WRITTEN TASKS:
1. Which workscapes do the chapters of the book manuscript on labor in colonial Samoa each zoom in on?
2. Carry on the description of the book manuscript on labor in colonial Samoa from its final sentence.

— BEGIN DOCUMENT —

Holger Droessler | Harvard University

Holger Droessler | Harvard University

Global Humanities Junior Research and Teaching Stay at Freie Universitaet Berlin

Islands of Labor: Community and Resistance in Colonial Samoa, 1889-1919

His book manuscript, Islands of Labor: Community and Resistance in Colonial Samoa, 1889-1919, focuses on a central issue in a central location: labor relations in colonial Samoa. Each of the five chapters zooms in on an important workscape: the subsistence economy, the copra plantation, the ethnographic show, the building of infrastructure, and the colonial service. His interdisciplinary research draws on a wide range of sources—from oral histories and court depositions to photographs and maps—to reconstruct the experiences of Samoans as well as migrants from other Pacific islands and China. These workers, he argues, actively resisted the demands of Euro-American colonial officials and planters by transcending racial boundaries and creating new forms of community.

— END DOCUMENT —
— BEGIN DATASET EXTRACT —

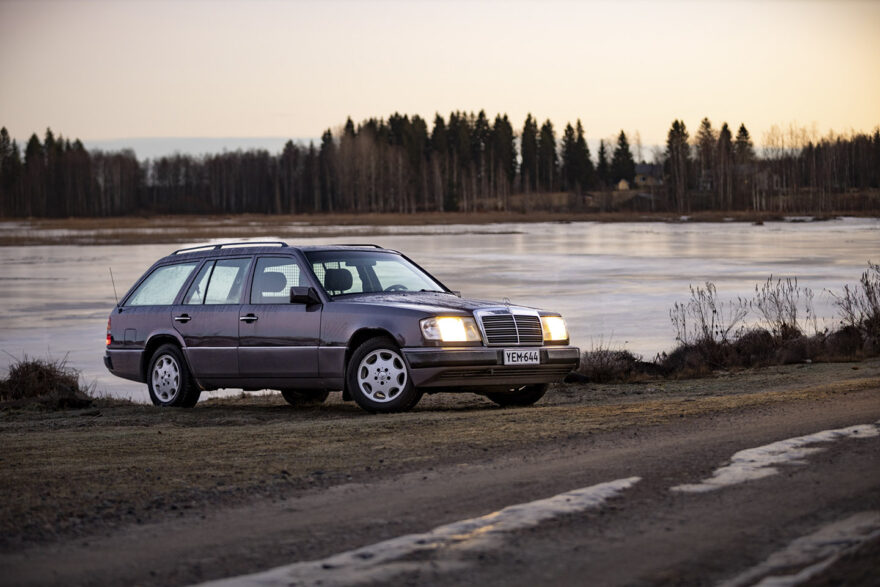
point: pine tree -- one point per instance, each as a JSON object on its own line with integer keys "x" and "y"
{"x": 548, "y": 160}
{"x": 743, "y": 147}
{"x": 528, "y": 170}
{"x": 327, "y": 178}
{"x": 724, "y": 167}
{"x": 503, "y": 160}
{"x": 570, "y": 171}
{"x": 622, "y": 164}
{"x": 744, "y": 155}
{"x": 677, "y": 165}
{"x": 583, "y": 162}
{"x": 10, "y": 173}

— END DATASET EXTRACT —

EXPECTED OUTPUTS:
1.
- the subsistence economy
- the copra plantation
- the ethnographic show
- the building of infrastructure
- the colonial service

2.
Holger Droessler is a College Fellow in U.S. History at Harvard University and a Lecturer in History at Tufts University. Before earning a Ph.D. in American Studies at Harvard University (2015), he studied American history and political science at the University of Munich. His research centers on the global history of the nineteenth century, especially U.S. and European imperialism in the Pacific. In his book manuscript, Islands of Labor: Community and Resistance in Colonial Samoa, 1889-1919, he explores the crucial role of workers in the making of empire in the South Pacific.